Investment activity in Sydney’s metropolitan office markets has broached $1 billion as cash is re-directed away from quiet City precincts where skyscrapers await the return of workers.
Sydney’s north shore has been one of the most active as investors look to buy assets close to residential areas, allowing staff the option to work closer to their homes and avoid long trips in public transport amid concerns of any new coronavirus outbreak.
Dexus raised $273 million from the sale of the office tower at 60 Miller Street, North Sydney, while American fund Nuveen is testing the water with the sale of a half share in 101 Miller Street and the Greenwood Plaza.
In its latest report, JLL has recorded 17 Sydney metropolitan office asset sales (valued at more than $5 million each) with investors gravitating to long-leased assets.
Nationally, there have been 47 commercial real estate assets sold in non-CBD office markets since the start of 2020, according to JLL Research.
JLL’s head of capital markets (NSW) Luke Billiau said the level of investor interest in metropolitan office markets was increasing.
“We are seeing capital sources that have traditionally only invested in CBD office markets explore the suburban office market investment thesis,” Mr Billiau said.
“The unprecedented public transport infrastructure spending in NSW is improving the accessibility and connectivity of metropolitan office markets.”
He said the opening of the Sydney Metro Northwest improved the accessibility of the North West corridor and expanded the workforce catchment zone for Macquarie Park as a result.
Offshore capital sources have also shown a preference for Macquarie Park with a number of benchmark office transactions occurring in the precinct. Keppel Capital acquired Pinnacle Office Park at 4 Drake Avenue for $306 million, AEW acquired the Schneider Electric headquarters at 2 Banfield Road for $140 million and the Ascendas REIT purchased Macquarie Exchange for $167.2 million.

Data for review:
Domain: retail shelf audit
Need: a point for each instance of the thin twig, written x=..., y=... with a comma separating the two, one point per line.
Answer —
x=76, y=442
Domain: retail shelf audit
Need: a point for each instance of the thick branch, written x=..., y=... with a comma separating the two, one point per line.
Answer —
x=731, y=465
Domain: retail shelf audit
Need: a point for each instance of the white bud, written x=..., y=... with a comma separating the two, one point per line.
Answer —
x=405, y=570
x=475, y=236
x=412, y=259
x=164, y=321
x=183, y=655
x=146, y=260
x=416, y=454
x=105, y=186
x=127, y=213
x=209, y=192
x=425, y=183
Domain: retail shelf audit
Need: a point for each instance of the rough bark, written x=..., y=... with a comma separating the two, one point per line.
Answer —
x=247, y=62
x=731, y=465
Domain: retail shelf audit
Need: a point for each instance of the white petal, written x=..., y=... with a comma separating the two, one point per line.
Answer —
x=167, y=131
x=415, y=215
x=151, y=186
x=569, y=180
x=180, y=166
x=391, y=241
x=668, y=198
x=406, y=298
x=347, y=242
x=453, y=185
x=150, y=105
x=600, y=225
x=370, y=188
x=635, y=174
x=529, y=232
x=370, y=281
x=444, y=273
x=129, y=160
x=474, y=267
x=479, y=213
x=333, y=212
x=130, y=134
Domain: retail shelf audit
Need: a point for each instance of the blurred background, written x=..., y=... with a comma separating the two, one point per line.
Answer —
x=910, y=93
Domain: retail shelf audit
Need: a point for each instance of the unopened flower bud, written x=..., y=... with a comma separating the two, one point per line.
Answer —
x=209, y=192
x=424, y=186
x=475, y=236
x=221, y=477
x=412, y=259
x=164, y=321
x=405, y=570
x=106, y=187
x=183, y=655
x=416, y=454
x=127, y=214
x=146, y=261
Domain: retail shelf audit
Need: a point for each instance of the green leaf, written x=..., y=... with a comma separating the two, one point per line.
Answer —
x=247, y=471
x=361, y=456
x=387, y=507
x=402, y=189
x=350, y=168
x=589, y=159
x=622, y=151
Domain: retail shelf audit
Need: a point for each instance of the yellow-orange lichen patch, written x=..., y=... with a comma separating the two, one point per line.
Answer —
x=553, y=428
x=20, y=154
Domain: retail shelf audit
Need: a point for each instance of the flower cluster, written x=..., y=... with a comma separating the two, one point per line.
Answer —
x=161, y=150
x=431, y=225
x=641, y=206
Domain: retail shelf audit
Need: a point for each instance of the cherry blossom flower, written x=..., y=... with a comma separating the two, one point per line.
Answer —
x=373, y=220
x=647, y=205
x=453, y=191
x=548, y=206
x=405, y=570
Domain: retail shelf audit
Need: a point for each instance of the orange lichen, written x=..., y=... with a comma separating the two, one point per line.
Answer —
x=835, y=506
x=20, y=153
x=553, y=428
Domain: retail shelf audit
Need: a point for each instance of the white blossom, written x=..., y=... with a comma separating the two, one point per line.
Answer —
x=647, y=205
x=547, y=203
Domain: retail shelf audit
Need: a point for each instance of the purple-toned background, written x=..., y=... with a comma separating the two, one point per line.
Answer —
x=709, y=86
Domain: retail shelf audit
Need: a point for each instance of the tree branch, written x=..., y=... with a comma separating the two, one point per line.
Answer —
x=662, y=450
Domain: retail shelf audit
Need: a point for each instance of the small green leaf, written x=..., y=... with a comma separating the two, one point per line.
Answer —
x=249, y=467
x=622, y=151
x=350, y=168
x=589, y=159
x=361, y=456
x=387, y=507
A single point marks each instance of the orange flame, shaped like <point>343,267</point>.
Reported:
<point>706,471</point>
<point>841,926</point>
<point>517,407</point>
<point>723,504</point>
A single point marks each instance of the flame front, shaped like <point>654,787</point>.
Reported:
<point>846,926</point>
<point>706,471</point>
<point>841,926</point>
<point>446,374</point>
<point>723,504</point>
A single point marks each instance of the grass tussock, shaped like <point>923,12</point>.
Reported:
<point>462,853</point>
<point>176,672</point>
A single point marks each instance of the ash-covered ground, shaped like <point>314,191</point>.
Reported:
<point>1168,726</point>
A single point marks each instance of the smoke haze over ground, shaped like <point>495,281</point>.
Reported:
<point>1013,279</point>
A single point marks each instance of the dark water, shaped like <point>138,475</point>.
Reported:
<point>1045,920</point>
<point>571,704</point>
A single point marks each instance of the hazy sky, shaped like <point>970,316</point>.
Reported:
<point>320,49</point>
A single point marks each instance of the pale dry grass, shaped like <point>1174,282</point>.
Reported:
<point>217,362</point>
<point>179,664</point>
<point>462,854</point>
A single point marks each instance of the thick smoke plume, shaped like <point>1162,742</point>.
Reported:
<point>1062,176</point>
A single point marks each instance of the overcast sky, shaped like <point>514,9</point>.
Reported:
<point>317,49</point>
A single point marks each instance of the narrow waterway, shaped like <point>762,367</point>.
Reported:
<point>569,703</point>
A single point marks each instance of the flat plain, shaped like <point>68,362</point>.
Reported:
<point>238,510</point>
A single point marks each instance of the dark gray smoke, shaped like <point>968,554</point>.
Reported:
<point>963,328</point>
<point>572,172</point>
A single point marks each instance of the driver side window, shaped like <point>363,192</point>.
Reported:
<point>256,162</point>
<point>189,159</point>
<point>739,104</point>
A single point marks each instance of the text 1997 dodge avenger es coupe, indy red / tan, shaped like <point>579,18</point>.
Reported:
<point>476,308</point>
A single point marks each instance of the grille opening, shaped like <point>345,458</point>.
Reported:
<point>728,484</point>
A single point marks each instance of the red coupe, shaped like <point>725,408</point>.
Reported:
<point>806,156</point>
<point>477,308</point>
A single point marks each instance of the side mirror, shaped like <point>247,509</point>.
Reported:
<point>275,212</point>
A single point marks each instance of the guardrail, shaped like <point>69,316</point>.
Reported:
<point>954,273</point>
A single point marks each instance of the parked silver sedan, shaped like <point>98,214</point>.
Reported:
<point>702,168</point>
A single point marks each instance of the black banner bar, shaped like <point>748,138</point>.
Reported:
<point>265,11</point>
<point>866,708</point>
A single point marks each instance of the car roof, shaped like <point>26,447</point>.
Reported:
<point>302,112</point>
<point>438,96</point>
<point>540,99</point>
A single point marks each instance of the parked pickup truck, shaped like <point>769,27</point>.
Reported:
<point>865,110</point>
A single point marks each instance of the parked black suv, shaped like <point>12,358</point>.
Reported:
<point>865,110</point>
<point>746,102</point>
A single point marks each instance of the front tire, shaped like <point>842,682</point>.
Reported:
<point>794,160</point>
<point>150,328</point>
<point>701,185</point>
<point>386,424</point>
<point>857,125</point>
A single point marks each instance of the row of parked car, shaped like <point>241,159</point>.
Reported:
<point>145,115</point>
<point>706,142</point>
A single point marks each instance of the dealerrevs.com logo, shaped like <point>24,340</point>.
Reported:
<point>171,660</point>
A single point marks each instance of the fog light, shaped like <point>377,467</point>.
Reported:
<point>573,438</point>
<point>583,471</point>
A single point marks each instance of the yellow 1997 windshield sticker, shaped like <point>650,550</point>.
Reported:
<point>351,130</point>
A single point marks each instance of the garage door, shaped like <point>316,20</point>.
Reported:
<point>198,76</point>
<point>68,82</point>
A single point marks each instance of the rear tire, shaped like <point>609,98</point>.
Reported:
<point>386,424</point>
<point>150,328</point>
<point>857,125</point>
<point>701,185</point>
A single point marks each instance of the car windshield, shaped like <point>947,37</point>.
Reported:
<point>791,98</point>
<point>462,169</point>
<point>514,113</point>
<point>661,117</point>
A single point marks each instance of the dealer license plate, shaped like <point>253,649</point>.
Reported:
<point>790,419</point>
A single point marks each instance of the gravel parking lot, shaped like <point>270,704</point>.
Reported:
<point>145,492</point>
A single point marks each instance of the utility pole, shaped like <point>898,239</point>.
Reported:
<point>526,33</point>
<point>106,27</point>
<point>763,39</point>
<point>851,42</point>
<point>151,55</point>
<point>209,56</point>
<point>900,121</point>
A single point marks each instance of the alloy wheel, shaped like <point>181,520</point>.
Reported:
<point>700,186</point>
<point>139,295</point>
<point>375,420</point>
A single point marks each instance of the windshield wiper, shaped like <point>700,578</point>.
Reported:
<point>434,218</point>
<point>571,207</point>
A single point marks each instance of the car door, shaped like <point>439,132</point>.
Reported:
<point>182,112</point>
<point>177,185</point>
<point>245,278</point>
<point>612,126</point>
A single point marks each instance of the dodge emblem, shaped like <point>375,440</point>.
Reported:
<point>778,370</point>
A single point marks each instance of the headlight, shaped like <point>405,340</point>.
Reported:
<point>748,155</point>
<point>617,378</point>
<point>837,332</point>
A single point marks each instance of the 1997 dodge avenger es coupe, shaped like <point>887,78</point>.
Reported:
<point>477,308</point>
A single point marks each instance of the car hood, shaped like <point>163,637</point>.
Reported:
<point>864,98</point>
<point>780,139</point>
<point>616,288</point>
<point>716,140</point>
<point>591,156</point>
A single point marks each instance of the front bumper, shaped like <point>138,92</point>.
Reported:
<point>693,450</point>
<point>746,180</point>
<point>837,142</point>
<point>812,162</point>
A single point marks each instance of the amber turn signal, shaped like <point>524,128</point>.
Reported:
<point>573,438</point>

Questions to answer:
**1)** In the article on Sydney's metropolitan office market, rewrite the paragraph beginning "Offshore capital sources have also shown" as a short bulleted list that keeps its main facts.
**2)** Write the next part of the article on Sydney's metropolitan office market, picking up after its final paragraph.

Expected outputs:
**1)**
- Offshore capital sources have favored Macquarie Park, where several benchmark office transactions have occurred.
- Keppel Capital bought Pinnacle Office Park at 4 Drake Avenue for $306 million.
- AEW bought the Schneider Electric headquarters at 2 Banfield Road for $140 million.
- Ascendas REIT bought Macquarie Exchange for $167.2 million.

**2)**
“In an environment of risk aversion, capital is attracted to modern assets with strong covenants and long-lease terms. A number of metropolitan office markets offer assets with these characteristics and is increasing the depth of the suburban office market buyer pool,” Mr Billiau said.
JLL’s head of research Australia Andrew Ballantyne said recent metropolitan office deals in Australia reflect an extension of the investment mandate offshore capital sources have to the Australian office sector.
He said it was important that investors understood the different characteristics and drivers of metropolitan office markets.
“We believe the strongest performing metropolitan office markets will be those with key industry clusters, strong workforce catchments, good public transport infrastructure, retail amenity and connectivity with the CBD,” Mr Ballantyne said.
Flint Davidson, CBRE head of capital markets office (Pacific), said the office sector will present the usual year-end run of transactions while volumes will be lower than in prior years.
“Transaction timeframes have increased due to longer due diligence periods and, in particular, significantly longer timeframe to clear the Foreign Investment Review Board (FIRB). This is likely to push a number of transactions into the first quarter of 2021,” Mr Davidson said.